- Görev Listesi
1. Haddini bilmek üzerine yazıda adı geçen bütün sureleri, anılan ayet numaralarıyla birlikte sıralayın.
2. Haddini bilmek üzerine yazıyı son cümlesinden sonra devam ettirin.

== Verilen Metin

Her Şey Bilmekten Geçiyor

İnsan ezelden ebede önce kendini bilmeli. Nerden geldiğini, nasıl geldiğini ve nereye gideceğini bilmeli. Görevinin ne olduğunu, bu dünyadaki yerini bilmeli. Bunları sorgularda kendini bulursa eğer yaradılış gayesini ve en nihayet Yaradan’ı bulur. Yaradan’ı bulan insan o mutlak kudreti bilir, haddini ve sınırlarını bilir. Haddini bilen ise hakkı bilir, sevgi bilir, saygı bilir, şefkat ve […]

Yayınlama: 31.03.2023
A+
A-

İnsan ezelden ebede önce kendini bilmeli. Nerden geldiğini, nasıl geldiğini ve nereye gideceğini bilmeli. Görevinin ne olduğunu, bu dünyadaki yerini bilmeli. Bunları sorgularda kendini bulursa eğer yaradılış gayesini ve en nihayet Yaradan’ı bulur. Yaradan’ı bulan insan o mutlak kudreti bilir, haddini ve sınırlarını bilir. Haddini bilen ise hakkı bilir, sevgi bilir, saygı bilir, şefkat ve merhamet bilir.

İnsanı küçültmeyen, hatta büyüten en erdemli hassadır haddini bilmek.

Bir bilene sormanın ayıp olmadığını, bilgisi olmadığı konuda fikir yürütmemesi gerektiğini bilmek. Yani her şeyi bilmediğini, bilemeyeceğini bilmek…

Allah-u Teâlâ Yüce kitabımız Kur-ân’ı Kerîm Rahman Suresi 33. Âyet-i Kerîme’sinde ” Ey cin ve insan toplulukları! Göklerin ve yerin sınırlarını aşıp öteye geçebilirseniz haydi geçin! Ama (tarafımızdan verilmiş) bir güç ve yetki olmadıkça geçemezsiniz” buyurarak had ve hudut noktasında bir ölçü ve sınıra işaret ederken, İsra Sûresi 37. Ayeti Kerime’sin de ise “Yeryüzünde böbürlenerek dolaşma! Ne yeri yarabilir nede dağlarla boy ölçüşe bilirsin.” diyerek insanoğlu için en büyük ilim, her şeyden önce haddini bilmek olduğuna vurgu yapıyor. Lokman (a.s) da oğluna nasihat da bulunurken Lokman suresi 18 ayette ise şöyle diyor “Gurura kapılarak insanlara burun kıvırma, ortalıkta çalım satarak yürüme, unutma ki Allah gurura kapılıp kendini beğenen hiç kimseyi sevmez.”

====
== Sağlanan Bilgiler

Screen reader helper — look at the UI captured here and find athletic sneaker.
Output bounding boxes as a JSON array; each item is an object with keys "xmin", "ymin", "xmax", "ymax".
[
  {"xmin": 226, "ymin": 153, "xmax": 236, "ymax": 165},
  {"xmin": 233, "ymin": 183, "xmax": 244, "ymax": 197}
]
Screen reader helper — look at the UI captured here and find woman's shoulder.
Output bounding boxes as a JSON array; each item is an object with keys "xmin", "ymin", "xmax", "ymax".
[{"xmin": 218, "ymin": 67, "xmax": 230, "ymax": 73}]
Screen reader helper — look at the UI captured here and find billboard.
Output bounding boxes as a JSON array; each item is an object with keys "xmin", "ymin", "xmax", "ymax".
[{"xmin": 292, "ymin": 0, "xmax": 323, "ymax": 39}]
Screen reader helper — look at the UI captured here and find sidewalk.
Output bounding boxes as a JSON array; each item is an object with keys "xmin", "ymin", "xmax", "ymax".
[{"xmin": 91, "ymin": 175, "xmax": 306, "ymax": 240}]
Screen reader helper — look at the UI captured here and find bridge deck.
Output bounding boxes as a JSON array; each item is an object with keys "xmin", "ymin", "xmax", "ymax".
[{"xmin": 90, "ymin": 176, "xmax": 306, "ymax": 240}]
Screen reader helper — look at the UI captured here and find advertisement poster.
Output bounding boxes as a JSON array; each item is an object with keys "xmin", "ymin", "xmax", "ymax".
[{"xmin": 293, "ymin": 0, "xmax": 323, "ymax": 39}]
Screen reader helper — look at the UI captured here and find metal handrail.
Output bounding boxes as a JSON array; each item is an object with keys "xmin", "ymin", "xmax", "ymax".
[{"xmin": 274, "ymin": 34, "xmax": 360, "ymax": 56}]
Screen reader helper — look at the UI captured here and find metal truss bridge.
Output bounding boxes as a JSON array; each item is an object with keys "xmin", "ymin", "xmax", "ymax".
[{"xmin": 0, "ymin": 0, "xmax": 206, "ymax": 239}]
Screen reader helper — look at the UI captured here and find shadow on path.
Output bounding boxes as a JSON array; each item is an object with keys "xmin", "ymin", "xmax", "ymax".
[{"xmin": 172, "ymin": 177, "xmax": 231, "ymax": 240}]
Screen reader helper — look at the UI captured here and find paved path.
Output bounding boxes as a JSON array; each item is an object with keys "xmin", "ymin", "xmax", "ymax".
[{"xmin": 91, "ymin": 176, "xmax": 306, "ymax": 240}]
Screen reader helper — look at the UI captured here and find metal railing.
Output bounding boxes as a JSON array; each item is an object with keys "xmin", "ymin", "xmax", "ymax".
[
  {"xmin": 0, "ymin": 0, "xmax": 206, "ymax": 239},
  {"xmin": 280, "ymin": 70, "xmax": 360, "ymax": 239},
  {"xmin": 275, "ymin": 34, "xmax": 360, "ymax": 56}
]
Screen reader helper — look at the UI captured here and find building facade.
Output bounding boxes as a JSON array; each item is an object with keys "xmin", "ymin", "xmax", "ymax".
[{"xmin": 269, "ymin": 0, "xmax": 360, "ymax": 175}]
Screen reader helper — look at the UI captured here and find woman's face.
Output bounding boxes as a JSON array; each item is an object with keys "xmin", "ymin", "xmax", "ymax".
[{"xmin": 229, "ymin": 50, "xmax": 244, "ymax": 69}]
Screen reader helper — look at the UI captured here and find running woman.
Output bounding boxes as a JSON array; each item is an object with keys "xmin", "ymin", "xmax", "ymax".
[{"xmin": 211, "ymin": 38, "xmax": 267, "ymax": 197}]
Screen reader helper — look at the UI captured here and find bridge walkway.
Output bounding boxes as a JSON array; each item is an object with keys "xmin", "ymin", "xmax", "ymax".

====

- Sonuçlar
1.
- Rahman Suresi, 33. ayet
- İsra Suresi, 37. ayet
- Lokman Suresi, 18. ayet

2.
Tüm insanî ilişkilerde “haddini bilmek” kadar kişinin ilişkilerini düzenleyen, konumunu kabullenmesini sağlayan, razı olmasını ve yetinmesini kolaylaştıran, kanaat ve tasarrufta önemli ve bir kadar da gerekli bir haslettir haddini bilmek.

İnsanın kendini tanıması, artı ve eksilerini görmesi, anlaması, kendi kapasitesini fark etmesi, seviyesini ve duygularını kontrol etmesi, olumlu ve olumsuz yanlarını belirlemesi, emanete layık olup olmadığını bilmesi, yapabileceği veya yapamayacağını, aldığı görevin hakkını verebileceği ya da veremeyeceğini kavraması haddi aşmamaktan geçer. Kendini tanıyan insan aslında haddini bilendir.

Her vakit söylediğim, vurgu yaptığım ve gerçekten hayatta düstur edindiğim bir felsefedir bu. İnsanın yaşamı sürecinde “bir DUR-u, bir DURUŞ-u” olmalı. Ve bu olgu hayatın her alanında geçerliliğini hissettiren bir anlayıştır.

Aşırı gitmek, hakkı veya yetkisi dışında veya üstünde bulunmak, cezalandırarak gerçek yerini hatırlatmak, kendi değerini ve derecesini tayin ederek baskı kurmak, kraldan çok kralcılık haddi aşmaktır.

Fakat şunu da unutmamalı ki istediği lafı söyleyen, istemediği sözler işitir, istediği gibi davranan, istemediği bir şekilde muamele görür. Haddini bilmek ne kadar güzel bir erdemse, haddini aşan kimseye haddini bildirmek de o kadar güzel bir erdemdir!

Bu minvalde Gevheri’nin bir dörtlüğü çağrışıyor zihnimde…

Sözün bilmez bazı nâdan elinden,

Usul ağlar, erkan ağlar, yol ağlar.

Bülbülün çilesi gonca gülünden, 

Bülbül ağlar, gülşen ağlar, gül ağlar.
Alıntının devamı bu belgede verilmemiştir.